SHORT EXERCISE 1:
Decide whether each statement below agrees with the text on CRP-embedded mentoring, answering yes or no and quoting the words of the text that settle it. (a) The training series meets monthly. (b) Of all program interventions, CRP-embedded mentoring had the weakest correlation with students' cumulative GPA. (c) The training series focuses only on mentoring.

TEXT EXCERPT:
The CRP Faculty Professional Development Training Series focuses on both teaching and mentoring and meets monthly. Faculty S-STEM mentors work together to revise their STEM instruction to include CRP and reflect on how to provide mentoring and instructional experiences that foster the development of scholars’ sense of belonging and STEM Identity.

CRP-Embedded Mentoring follows the principles of CRP developed in the training program. While STEM faculty have a great depth of content knowledge, they often have not been trained on how to enact effective mentoring relationships with underrepresented students (Stelter et al, 2021). Of all program interventions, CRP-embedded mentoring had the strongest correlation with students’ cumulative GPA (r(18)=.75, p = . 001). In addition, diverse students’ reflections make visible how CRP-embedded mentoring contributed to their sense of belonging and STEM identity.

 

“What interests me the most about having a mentor relationship is navigating some less frequently talked about. For example, sexism in the workplace or overcoming specific barriers related to being neuro-divergent. I am the first woman to go to college in my family and continuing my studies and inspiring others to go to school was not common in my family. [My mentor] gave me very personal advice and it meant a lot to me and I finally felt like someone has been in my shoes and succeeded.”

-Second-year, first-generation, non-binary, LatinX student

 

“Mentoring has made me more invested in my identity as a person within STEM and within the STEM community at HCC. It reminds me of what people said in the article we read about peer to peer mentoring and the effects that it had on the subject within the study; how it helped them have more of an identity in their field and feel more confident in their abilities in their field.”

Dataset entries:
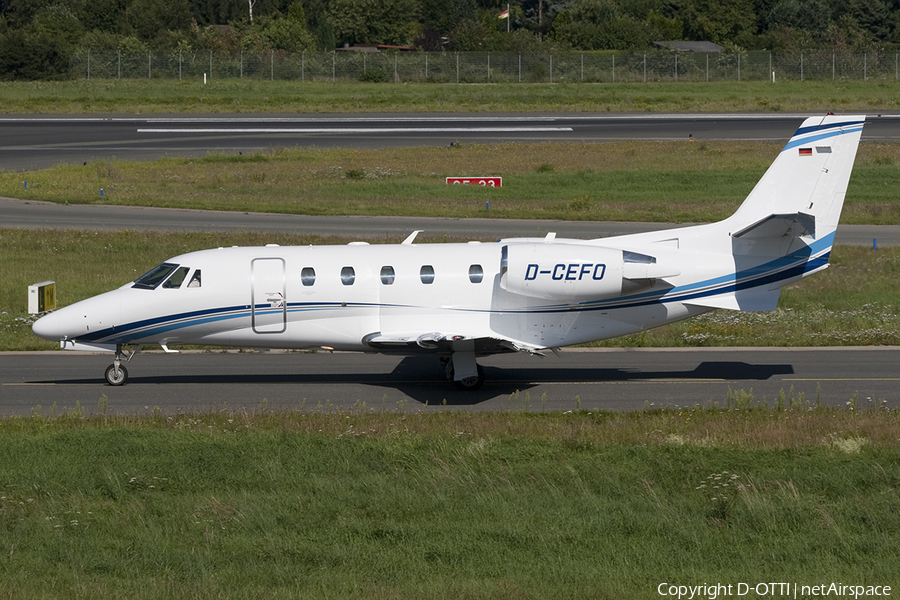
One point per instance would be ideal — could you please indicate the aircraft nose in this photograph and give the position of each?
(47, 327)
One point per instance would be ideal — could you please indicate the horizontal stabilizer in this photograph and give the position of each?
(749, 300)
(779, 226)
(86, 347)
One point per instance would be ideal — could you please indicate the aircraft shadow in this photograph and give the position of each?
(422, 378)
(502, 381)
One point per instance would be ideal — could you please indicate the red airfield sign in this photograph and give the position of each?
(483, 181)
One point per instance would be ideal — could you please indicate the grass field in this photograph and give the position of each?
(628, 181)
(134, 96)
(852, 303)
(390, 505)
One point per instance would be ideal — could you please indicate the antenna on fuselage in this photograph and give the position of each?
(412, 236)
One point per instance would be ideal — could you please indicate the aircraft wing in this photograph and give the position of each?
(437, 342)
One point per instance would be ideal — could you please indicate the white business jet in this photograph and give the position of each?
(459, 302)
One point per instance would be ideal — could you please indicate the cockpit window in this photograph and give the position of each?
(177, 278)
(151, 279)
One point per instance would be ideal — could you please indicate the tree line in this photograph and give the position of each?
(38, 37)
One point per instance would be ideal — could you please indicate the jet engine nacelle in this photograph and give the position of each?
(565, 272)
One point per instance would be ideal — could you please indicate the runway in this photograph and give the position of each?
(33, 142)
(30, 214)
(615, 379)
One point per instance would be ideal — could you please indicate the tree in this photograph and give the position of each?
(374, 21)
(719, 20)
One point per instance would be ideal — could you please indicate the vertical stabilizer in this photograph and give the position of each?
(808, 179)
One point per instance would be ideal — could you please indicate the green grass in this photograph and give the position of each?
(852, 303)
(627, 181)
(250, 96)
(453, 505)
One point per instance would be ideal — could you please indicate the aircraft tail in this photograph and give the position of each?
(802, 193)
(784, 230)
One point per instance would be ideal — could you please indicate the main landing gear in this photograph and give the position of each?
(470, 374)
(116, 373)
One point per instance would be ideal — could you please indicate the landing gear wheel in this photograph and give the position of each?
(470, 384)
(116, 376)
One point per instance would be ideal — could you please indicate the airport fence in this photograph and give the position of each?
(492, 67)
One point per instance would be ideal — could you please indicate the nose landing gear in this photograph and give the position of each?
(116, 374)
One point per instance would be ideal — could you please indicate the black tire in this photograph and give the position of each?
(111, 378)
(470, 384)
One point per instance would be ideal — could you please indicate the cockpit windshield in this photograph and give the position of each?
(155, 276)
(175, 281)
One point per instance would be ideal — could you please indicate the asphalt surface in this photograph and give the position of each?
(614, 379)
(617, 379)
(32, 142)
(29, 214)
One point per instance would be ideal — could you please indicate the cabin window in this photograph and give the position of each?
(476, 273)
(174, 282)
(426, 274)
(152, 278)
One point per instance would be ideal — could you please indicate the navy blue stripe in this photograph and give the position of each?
...
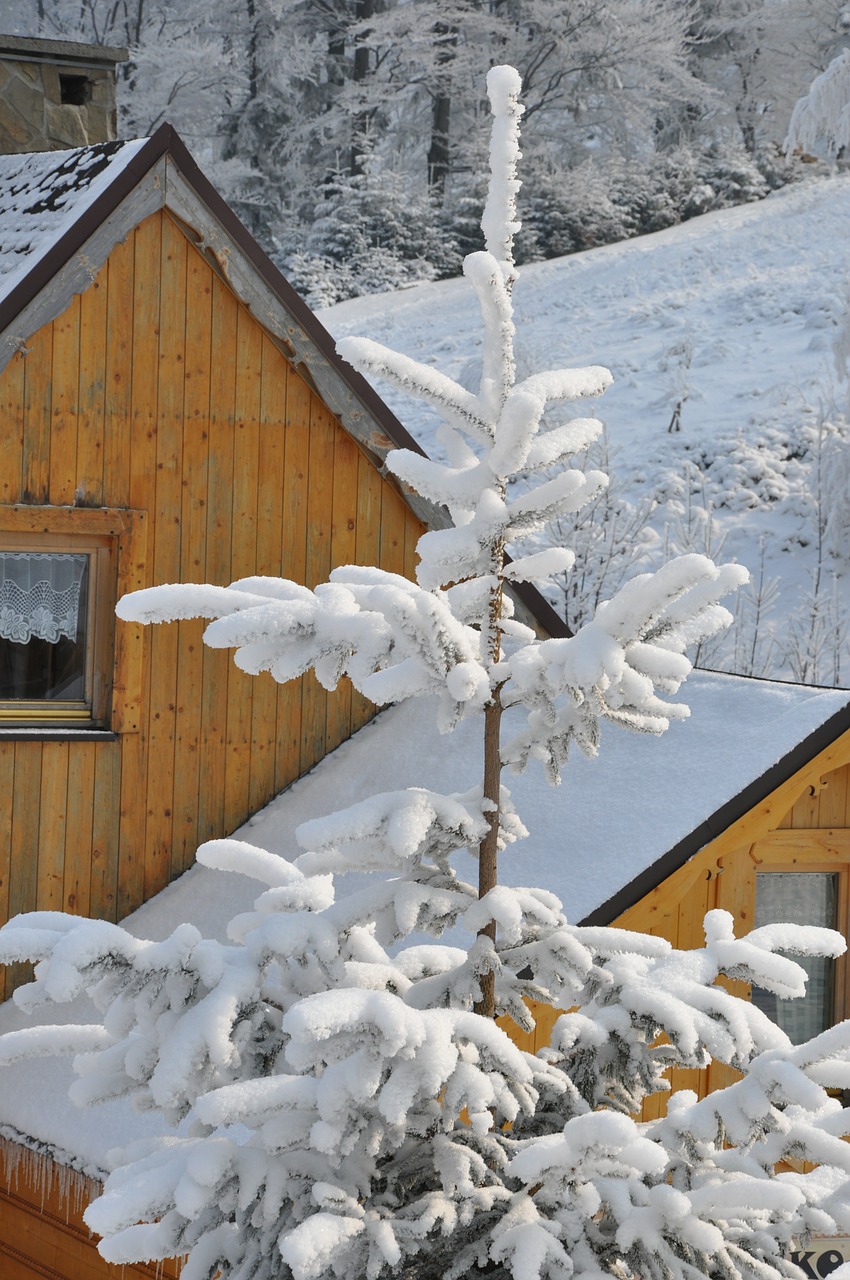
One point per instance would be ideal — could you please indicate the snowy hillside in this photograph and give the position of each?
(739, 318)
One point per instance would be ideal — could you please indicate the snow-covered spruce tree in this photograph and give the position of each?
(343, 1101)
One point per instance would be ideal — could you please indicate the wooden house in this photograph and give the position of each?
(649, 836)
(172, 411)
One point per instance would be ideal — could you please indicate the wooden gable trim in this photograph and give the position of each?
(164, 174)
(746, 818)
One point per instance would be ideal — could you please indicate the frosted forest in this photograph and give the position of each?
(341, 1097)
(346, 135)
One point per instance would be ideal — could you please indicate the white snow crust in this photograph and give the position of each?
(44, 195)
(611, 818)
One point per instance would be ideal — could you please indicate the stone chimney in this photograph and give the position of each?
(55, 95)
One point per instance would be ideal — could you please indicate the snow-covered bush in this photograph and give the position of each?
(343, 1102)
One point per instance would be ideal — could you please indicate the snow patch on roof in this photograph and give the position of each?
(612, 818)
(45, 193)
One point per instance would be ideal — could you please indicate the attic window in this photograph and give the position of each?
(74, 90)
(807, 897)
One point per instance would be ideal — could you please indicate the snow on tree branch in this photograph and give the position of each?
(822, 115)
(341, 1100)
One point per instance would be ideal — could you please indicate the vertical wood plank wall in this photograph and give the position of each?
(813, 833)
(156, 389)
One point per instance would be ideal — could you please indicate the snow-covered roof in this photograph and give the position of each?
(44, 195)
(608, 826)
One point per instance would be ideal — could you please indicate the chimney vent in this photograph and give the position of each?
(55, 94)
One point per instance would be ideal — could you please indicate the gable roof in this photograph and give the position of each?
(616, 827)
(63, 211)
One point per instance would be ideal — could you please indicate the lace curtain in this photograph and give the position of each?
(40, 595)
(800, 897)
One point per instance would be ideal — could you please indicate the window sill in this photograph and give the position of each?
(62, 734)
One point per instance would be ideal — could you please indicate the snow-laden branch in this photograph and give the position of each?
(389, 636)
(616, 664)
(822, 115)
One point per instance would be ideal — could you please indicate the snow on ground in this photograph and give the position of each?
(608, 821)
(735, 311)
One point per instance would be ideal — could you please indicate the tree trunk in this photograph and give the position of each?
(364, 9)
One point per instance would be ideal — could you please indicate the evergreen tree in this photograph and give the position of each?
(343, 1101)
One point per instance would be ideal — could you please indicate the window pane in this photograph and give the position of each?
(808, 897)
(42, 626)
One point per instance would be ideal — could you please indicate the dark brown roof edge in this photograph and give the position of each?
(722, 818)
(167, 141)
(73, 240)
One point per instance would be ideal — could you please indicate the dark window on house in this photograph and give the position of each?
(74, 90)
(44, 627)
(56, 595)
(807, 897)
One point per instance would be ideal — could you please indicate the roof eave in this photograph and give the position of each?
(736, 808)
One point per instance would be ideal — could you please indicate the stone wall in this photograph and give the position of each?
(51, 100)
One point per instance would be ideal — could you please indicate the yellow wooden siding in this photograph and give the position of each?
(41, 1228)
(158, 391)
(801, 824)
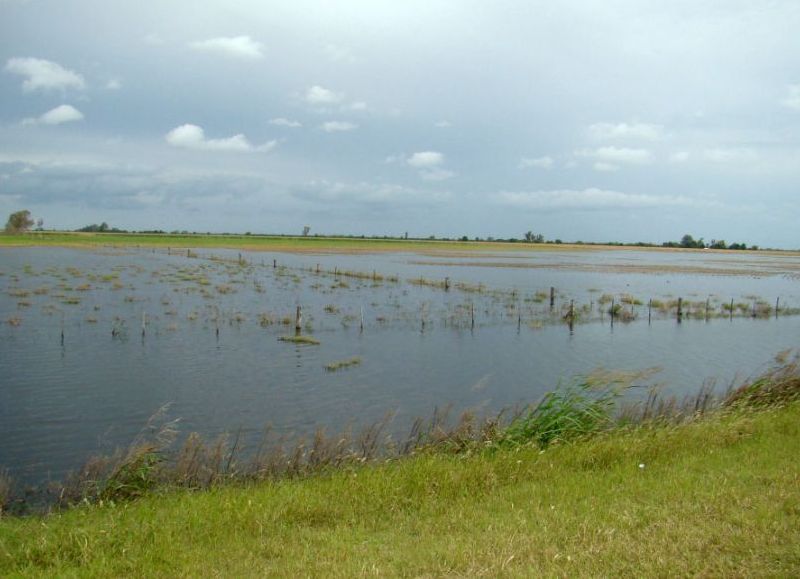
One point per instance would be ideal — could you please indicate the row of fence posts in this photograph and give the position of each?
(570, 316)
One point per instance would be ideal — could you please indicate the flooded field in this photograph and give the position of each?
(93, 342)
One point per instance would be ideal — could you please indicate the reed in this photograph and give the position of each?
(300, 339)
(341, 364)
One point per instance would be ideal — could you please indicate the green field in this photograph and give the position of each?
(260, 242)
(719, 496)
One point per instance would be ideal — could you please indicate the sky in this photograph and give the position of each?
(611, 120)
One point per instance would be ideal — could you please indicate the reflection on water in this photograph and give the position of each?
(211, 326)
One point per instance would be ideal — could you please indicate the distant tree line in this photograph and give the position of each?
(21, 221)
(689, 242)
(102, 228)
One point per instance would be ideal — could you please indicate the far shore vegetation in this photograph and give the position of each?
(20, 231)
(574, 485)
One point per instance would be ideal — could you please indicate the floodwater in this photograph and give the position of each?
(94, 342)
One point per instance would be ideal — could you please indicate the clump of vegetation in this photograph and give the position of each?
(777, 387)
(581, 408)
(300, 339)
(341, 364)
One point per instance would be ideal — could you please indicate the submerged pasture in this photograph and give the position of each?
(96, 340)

SHORT EXERCISE 2:
Pull out every line of the records above that contains the string "cockpit", treating uppercase and lowercase letters as different.

EXERCISE RESULT 1:
(a) Yes: "meets monthly"
(b) No: "Of all program interventions, CRP-embedded mentoring had the strongest correlation with students’ cumulative GPA"
(c) No: "focuses on both teaching and mentoring"

EXERCISE RESULT 2:
One point per instance would be ideal — could you please indicate the cockpit window in this photograph and give the position of each?
One point per instance would be ideal — could you please indicate the cockpit windshield in this photograph and give the position of each?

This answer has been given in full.